THE PROBLEM:
Only the lines below between the ones containing "Target: overcast sky" and "Target: distant tree line", inclusive, are to be reproduced, each exactly as it stands.

AVAILABLE DATA Block Start

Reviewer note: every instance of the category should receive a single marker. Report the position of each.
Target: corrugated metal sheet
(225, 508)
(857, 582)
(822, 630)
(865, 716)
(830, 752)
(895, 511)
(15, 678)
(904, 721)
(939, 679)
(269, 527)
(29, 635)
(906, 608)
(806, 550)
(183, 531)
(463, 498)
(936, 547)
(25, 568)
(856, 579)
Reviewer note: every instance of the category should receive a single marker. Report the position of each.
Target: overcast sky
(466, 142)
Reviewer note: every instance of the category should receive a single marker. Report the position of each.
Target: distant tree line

AVAILABLE DATA Block End
AVAILABLE DATA Block Start

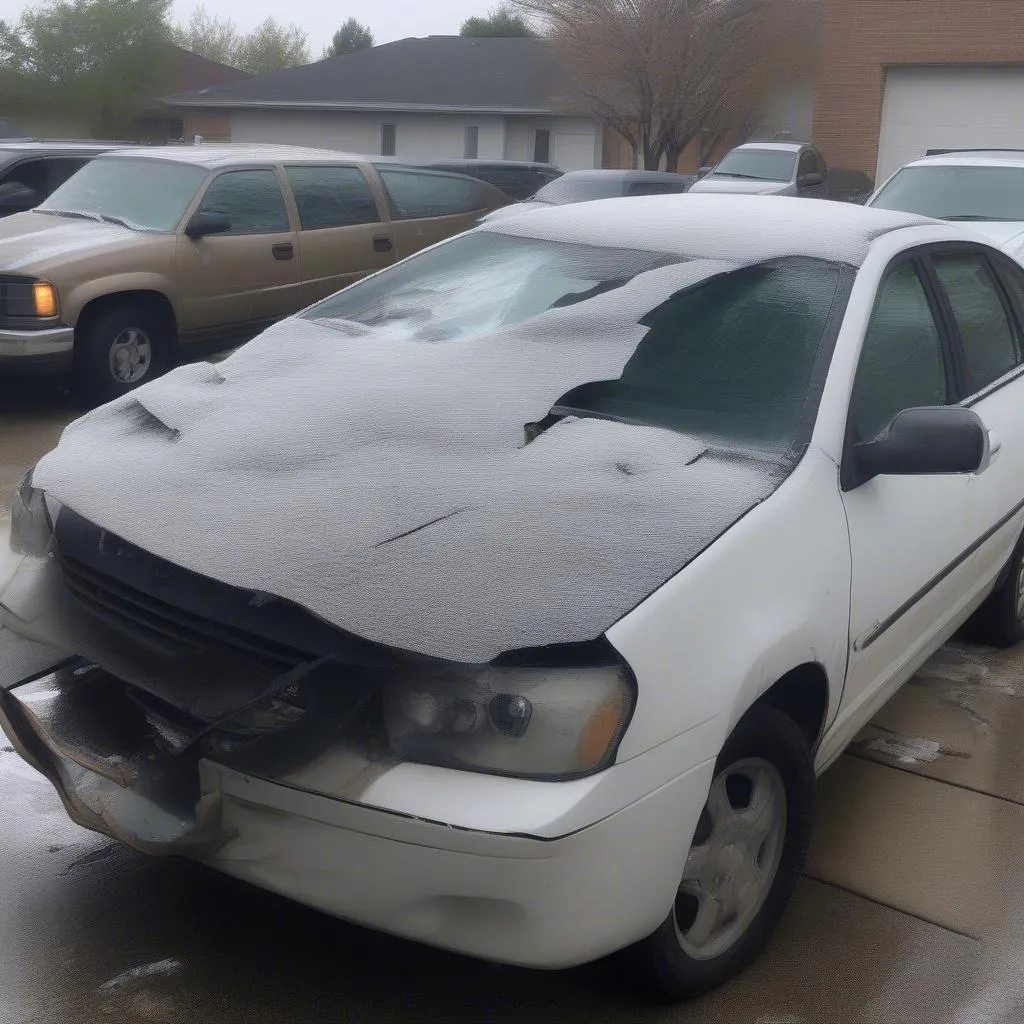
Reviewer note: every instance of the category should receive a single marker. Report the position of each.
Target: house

AVAILABLE DATA Block End
AVAILABLE DATA Block Start

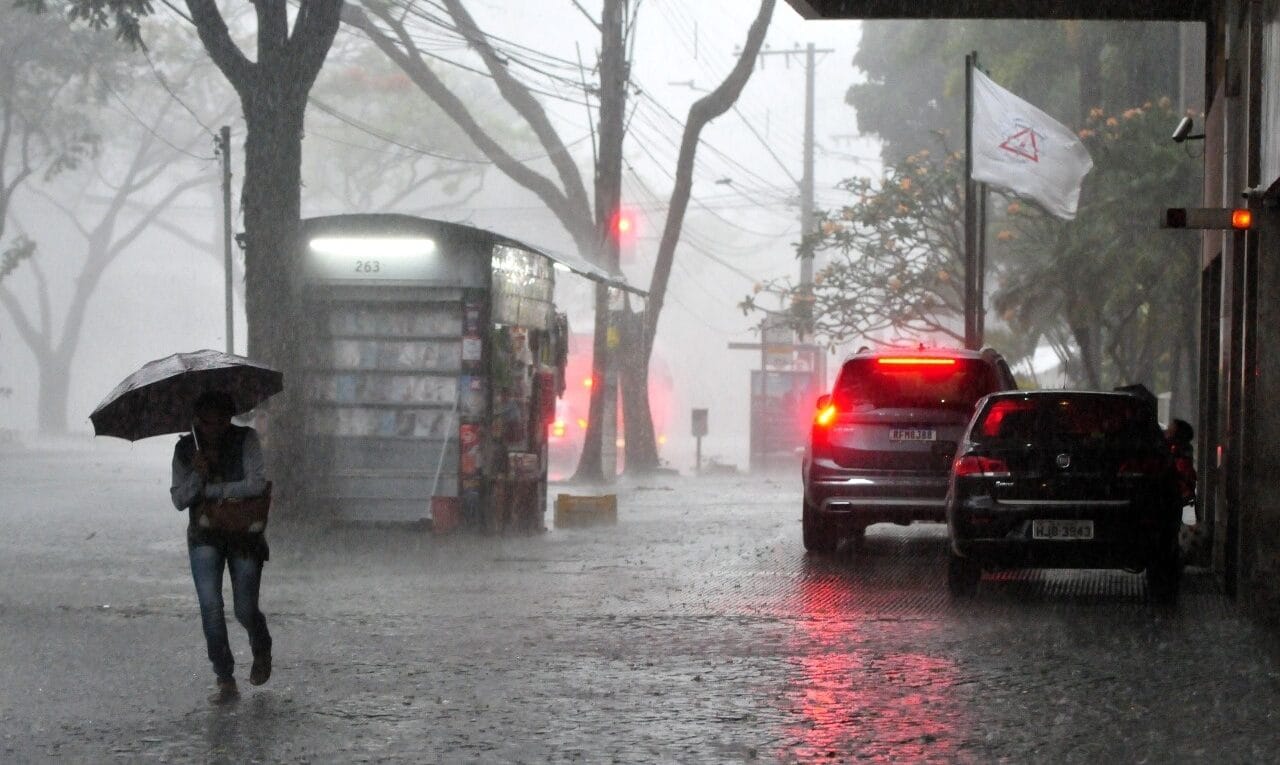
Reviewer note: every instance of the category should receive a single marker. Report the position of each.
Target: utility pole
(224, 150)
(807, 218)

AVAILABLE DATA Block End

PROBLEM SOLUTION:
Target: overcast sky
(466, 142)
Reviewer note: every instance of the category should receive a single marker. Report the position of each.
Target: distant tree line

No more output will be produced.